## Dataset records
╔══

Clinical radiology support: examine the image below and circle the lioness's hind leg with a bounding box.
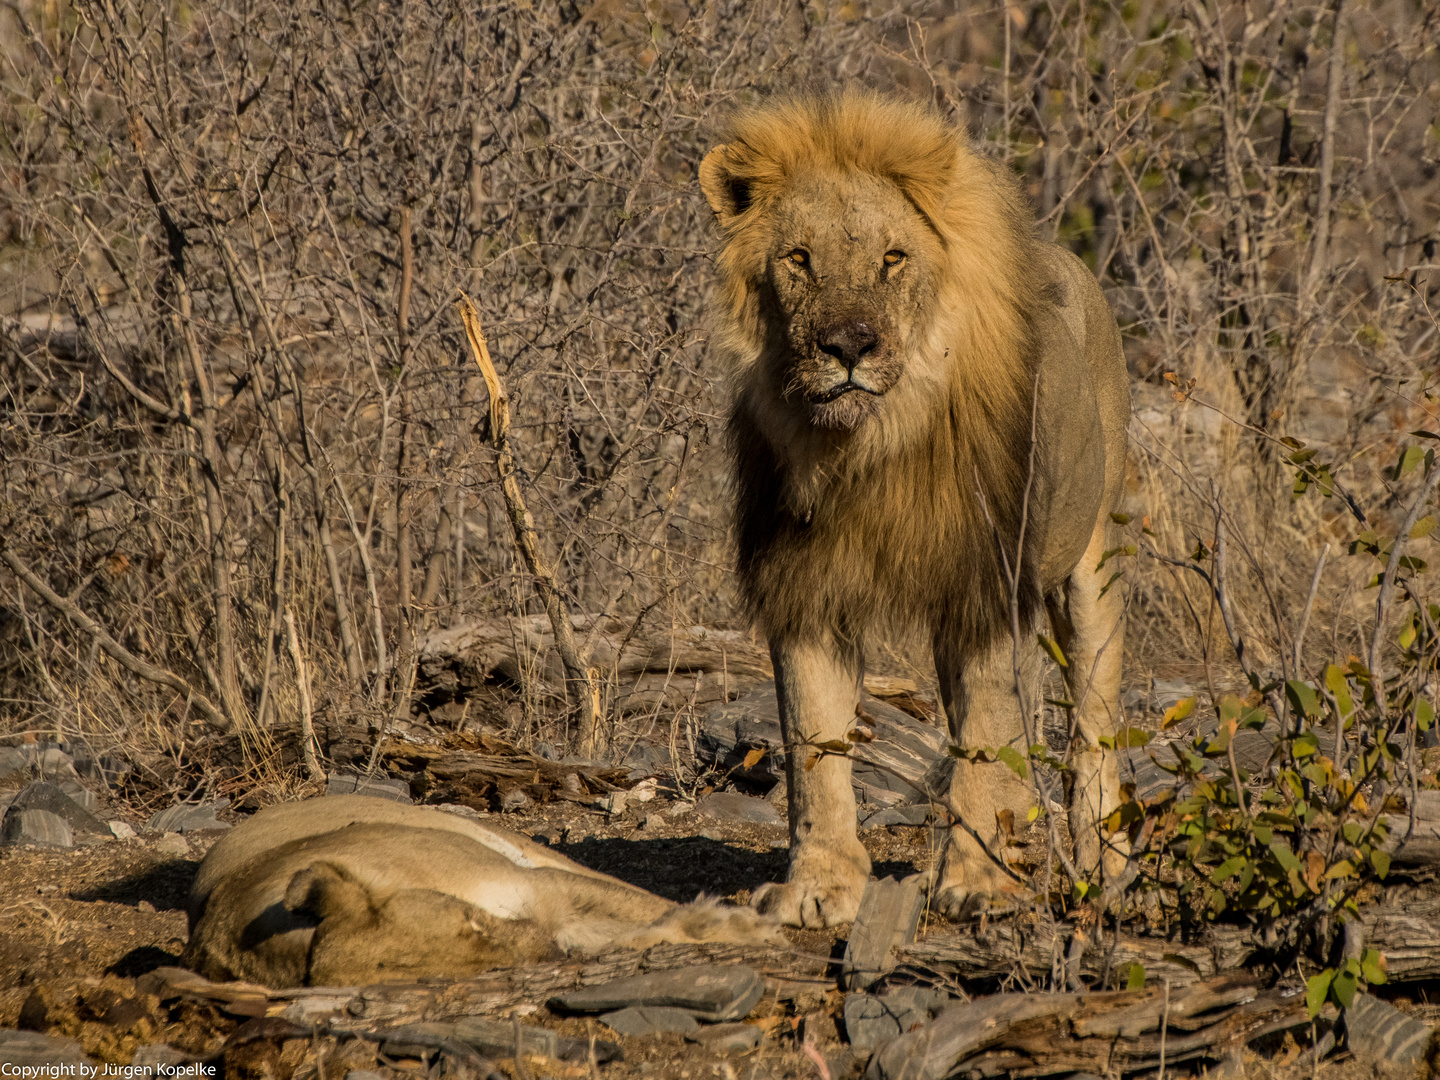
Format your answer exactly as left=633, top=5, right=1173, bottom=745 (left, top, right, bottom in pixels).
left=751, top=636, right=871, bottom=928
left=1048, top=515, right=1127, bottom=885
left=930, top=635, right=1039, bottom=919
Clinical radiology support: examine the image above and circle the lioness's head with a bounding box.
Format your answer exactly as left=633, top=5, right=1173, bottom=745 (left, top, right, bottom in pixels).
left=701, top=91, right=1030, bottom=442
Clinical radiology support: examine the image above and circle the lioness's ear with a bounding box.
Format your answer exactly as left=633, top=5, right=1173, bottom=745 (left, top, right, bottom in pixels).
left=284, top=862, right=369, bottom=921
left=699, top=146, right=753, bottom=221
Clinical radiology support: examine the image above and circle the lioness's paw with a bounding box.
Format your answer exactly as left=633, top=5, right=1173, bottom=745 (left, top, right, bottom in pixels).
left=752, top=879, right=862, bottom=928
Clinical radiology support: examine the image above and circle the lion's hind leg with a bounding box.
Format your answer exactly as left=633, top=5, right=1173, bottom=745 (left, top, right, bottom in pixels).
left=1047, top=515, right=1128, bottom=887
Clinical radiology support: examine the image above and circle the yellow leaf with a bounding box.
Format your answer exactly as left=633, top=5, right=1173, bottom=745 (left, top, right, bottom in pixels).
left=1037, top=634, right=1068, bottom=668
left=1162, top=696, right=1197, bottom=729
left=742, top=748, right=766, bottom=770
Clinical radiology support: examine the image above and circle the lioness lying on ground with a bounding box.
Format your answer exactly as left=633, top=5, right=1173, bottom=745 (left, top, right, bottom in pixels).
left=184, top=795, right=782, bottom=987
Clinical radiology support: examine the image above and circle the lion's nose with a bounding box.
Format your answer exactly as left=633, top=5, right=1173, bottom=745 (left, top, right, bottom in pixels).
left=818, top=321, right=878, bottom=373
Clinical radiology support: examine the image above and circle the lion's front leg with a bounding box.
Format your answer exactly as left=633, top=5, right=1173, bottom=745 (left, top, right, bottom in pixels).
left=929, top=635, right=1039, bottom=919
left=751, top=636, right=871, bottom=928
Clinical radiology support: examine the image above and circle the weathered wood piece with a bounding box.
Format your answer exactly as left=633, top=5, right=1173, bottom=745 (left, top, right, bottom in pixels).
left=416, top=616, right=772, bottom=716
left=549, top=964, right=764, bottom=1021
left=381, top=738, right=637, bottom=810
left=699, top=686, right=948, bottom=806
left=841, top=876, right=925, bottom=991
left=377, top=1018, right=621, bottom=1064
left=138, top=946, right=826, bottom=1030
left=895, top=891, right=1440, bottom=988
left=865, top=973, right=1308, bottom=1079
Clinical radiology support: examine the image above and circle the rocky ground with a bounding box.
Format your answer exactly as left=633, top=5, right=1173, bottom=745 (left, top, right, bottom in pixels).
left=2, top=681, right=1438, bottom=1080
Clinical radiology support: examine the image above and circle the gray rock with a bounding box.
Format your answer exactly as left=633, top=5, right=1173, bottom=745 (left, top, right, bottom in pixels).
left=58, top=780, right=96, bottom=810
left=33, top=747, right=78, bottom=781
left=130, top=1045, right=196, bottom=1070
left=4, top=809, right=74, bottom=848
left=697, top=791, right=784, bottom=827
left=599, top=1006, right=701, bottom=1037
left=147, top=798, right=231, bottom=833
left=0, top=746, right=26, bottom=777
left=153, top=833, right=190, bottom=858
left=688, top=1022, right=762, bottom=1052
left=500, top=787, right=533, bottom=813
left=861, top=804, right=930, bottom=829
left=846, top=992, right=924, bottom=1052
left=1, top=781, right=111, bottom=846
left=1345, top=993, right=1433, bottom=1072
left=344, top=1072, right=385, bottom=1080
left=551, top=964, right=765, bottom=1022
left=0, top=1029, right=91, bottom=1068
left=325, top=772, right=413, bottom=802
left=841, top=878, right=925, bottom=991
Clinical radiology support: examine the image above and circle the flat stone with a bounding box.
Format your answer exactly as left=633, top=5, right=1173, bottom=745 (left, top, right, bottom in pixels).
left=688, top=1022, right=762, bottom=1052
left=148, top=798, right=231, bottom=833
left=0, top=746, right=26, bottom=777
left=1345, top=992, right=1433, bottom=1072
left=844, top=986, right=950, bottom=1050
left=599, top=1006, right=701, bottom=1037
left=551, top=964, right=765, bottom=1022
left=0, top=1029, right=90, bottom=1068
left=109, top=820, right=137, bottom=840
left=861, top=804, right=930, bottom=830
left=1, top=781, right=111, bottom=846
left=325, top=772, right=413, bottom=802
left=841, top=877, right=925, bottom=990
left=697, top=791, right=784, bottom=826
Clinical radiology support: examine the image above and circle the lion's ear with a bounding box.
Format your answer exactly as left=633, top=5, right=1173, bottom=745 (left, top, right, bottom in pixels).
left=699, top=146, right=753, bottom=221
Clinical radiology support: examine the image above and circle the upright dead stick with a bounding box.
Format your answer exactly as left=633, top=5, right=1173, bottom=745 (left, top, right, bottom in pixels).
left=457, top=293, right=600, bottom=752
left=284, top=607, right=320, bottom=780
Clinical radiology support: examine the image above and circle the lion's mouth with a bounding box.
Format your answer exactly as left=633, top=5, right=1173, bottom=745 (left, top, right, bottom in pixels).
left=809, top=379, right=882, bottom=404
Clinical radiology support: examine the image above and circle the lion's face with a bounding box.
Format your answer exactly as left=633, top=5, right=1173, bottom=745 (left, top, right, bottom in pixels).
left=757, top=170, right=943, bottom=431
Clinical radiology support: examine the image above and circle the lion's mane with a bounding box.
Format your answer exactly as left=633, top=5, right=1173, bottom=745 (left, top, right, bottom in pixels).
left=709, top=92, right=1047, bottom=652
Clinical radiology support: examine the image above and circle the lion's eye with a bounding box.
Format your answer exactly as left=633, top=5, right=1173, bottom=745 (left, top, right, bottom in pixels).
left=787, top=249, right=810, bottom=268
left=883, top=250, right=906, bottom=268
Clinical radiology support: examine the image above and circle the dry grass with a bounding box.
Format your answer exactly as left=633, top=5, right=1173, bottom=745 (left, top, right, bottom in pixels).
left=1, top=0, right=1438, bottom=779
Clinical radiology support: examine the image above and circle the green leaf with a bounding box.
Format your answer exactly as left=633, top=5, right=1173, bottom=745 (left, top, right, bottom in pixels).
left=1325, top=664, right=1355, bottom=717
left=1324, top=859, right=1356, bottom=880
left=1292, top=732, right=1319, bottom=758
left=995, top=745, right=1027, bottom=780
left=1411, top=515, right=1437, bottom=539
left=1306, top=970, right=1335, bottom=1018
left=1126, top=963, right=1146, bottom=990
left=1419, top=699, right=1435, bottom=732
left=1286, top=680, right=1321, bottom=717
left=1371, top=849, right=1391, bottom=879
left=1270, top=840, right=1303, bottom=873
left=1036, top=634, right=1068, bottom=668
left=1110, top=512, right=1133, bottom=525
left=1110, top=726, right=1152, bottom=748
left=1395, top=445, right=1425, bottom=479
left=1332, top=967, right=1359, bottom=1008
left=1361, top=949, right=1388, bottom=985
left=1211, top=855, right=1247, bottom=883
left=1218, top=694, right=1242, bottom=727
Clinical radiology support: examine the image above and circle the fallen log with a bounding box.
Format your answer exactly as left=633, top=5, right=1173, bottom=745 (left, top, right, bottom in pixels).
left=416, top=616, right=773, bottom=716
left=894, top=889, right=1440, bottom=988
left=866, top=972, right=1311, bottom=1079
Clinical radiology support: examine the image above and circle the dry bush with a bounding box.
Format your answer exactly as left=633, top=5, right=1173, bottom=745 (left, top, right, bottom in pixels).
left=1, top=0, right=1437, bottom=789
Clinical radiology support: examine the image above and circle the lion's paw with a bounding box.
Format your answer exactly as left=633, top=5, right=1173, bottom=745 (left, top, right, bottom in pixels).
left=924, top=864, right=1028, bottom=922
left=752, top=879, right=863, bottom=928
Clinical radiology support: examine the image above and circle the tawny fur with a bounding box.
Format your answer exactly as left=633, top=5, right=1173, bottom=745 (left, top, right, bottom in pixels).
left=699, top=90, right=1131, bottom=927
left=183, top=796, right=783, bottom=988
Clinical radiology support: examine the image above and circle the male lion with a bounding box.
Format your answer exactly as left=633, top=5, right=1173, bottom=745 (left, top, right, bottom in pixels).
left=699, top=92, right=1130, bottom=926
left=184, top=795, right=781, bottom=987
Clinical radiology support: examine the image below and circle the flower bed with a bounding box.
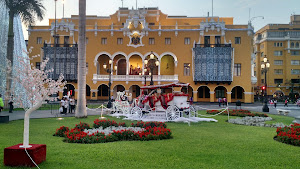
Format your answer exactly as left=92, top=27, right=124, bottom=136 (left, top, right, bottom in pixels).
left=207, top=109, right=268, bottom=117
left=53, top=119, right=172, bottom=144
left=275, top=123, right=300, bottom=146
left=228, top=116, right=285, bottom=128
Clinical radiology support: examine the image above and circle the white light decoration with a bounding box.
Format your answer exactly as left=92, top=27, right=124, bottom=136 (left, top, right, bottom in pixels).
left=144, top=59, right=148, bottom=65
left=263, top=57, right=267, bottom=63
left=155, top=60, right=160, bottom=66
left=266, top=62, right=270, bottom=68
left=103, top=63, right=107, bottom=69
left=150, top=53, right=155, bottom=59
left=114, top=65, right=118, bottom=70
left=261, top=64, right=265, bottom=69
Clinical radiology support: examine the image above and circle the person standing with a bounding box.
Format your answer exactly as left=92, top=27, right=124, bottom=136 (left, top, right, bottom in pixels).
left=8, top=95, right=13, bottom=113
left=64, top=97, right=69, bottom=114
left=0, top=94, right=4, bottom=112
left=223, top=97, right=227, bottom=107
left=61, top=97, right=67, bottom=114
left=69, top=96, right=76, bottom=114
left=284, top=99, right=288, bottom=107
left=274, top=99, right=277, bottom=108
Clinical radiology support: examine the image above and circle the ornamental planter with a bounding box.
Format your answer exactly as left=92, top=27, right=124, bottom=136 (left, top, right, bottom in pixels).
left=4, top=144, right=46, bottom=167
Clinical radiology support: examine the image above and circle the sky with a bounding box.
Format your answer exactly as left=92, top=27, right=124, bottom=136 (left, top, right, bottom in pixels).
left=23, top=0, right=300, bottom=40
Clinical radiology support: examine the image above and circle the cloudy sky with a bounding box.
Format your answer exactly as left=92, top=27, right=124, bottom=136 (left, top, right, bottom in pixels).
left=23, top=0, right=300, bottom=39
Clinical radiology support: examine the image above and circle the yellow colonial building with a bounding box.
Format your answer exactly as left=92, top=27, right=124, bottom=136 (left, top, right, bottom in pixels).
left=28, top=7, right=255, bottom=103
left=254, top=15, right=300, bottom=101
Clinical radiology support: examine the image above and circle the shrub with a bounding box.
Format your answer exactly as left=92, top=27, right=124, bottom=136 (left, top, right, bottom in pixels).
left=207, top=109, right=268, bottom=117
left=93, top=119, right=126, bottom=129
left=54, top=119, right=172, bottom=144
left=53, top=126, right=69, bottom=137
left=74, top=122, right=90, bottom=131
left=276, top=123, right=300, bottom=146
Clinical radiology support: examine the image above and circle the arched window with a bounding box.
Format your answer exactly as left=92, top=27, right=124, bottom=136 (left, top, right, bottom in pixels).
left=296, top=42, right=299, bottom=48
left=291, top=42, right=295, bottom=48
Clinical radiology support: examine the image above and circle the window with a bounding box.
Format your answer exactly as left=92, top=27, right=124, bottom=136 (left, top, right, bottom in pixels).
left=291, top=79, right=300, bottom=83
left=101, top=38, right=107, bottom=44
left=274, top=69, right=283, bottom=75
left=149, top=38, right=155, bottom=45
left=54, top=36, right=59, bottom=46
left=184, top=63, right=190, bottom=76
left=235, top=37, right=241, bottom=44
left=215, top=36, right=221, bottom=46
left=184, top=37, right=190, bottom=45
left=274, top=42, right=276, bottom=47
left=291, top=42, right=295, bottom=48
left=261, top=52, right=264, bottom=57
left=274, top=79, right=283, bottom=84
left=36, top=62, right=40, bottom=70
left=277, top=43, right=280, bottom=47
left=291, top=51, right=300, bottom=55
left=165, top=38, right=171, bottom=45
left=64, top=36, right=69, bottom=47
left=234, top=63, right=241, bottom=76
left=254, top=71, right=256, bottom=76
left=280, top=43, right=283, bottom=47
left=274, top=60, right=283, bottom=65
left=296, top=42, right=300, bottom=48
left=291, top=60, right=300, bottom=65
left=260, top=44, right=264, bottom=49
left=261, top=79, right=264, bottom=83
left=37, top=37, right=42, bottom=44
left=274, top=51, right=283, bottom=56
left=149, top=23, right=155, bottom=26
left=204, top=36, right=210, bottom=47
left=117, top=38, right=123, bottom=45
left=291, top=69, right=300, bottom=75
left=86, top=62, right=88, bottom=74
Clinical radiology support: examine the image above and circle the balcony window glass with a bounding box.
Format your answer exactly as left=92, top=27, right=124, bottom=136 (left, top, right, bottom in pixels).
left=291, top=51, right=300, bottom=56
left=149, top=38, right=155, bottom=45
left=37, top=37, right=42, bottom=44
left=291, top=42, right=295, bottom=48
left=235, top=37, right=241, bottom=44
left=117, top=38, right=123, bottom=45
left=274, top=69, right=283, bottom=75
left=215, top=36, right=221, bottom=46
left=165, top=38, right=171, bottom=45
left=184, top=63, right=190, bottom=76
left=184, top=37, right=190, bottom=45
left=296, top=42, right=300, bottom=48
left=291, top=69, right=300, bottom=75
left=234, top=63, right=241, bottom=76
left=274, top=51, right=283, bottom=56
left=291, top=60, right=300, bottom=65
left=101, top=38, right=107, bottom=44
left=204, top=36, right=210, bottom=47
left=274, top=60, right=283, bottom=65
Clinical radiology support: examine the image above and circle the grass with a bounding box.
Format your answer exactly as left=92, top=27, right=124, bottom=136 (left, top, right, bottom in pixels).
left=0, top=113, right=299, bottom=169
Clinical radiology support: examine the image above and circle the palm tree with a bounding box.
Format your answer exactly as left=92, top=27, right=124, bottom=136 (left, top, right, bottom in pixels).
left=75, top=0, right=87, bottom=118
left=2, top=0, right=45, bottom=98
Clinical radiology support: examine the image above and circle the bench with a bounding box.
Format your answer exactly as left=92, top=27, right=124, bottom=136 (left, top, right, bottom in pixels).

╚══

## Assigned task
Could you repeat exactly the lines above from the line with "on ground with a bounding box." up to and including the line with "rocky ground with a bounding box.", and only those?

## Your response
Clinical radiology support: examine the image above and circle the lioness lying on ground with a bounding box.
Format your answer exactly as left=633, top=5, right=1173, bottom=745 (left, top, right, bottom in pixels).
left=184, top=795, right=782, bottom=987
Clinical radiology support: examine the image above and circle the lion's nose with a bounding box.
Format your answer exactly as left=633, top=5, right=1173, bottom=745 (left, top, right, bottom in pixels).
left=818, top=321, right=878, bottom=373
Clinical radiology support: examine the image above and circle the lion's front leg with a bounding box.
Format your answer exactly as left=633, top=5, right=1173, bottom=745 (left, top, right, bottom in pixels).
left=929, top=635, right=1039, bottom=919
left=751, top=636, right=871, bottom=928
Clinical radiology support: examine the image above and circle the weathered wood piece with a bounding box.
Format your answer exactly as left=633, top=5, right=1173, bottom=745 (left, top, right, bottom in pixels).
left=416, top=616, right=772, bottom=716
left=549, top=964, right=764, bottom=1021
left=381, top=738, right=637, bottom=810
left=699, top=686, right=948, bottom=806
left=841, top=876, right=925, bottom=991
left=377, top=1018, right=621, bottom=1064
left=138, top=946, right=826, bottom=1030
left=895, top=891, right=1440, bottom=988
left=865, top=973, right=1308, bottom=1079
Clinical radiology support: examine the image above and circle the rocky ground with a bounding box.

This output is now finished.